■ Page excerpt
>> Begin

# STARKE FL KOA-DONT GO THERE



## buychevys (Jun 13, 2002)

I was to spend a month in this park, left after 3 days! We were treated like we were trash. We didnt fit their customer qualification of over 80. The day manager on Sunday,(GUY) was extremely rude. I was berated several times for exceeding their speed limit of 7.5 mph!!! I was going 12 which is where my truck idles. Check yours.. I have three children, 18mos 7 and 9. I am very cognizant of speed. THE GOLF CARTS WERE GOING FASTER THAN I WAS!!!!! I have never been treated so poorly. The 18mos old was not allowed in the pool. It was a disaster. I ve never been put in such a position of CUSTOMER NO SERVICE!! If you want any more details feel free to email me. maknwake86@aol.com


----------



## mjstef (Jun 21, 2002)

>> End

■ Data provided
>> Begin

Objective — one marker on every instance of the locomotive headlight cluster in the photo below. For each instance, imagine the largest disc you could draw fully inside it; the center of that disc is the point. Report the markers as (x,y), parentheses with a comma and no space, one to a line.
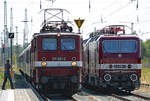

>> End

■ Exercises to complete
1) In the campground complaint, why does the writer say they were going 12 mph? Answer in one to three sentences.
2) In the campground complaint, transcribe the part that opens with the words containing "## buychevys (Jun" and closes with "(Jun 21, 2002)".

■ Solutions to the exercise
1) The writer was going 12 mph because that is the speed at which their truck idles.

2)
## buychevys (Jun 13, 2002)

I was to spend a month in this park, left after 3 days! We were treated like we were trash. We didnt fit their customer qualification of over 80. The day manager on Sunday,(GUY) was extremely rude. I was berated several times for exceeding their speed limit of 7.5 mph!!! I was going 12 which is where my truck idles. Check yours.. I have three children, 18mos 7 and 9. I am very cognizant of speed. THE GOLF CARTS WERE GOING FASTER THAN I WAS!!!!! I have never been treated so poorly. The 18mos old was not allowed in the pool. It was a disaster. I ve never been put in such a position of CUSTOMER NO SERVICE!! If you want any more details feel free to email me. maknwake86@aol.com


----------



## mjstef (Jun 21, 2002)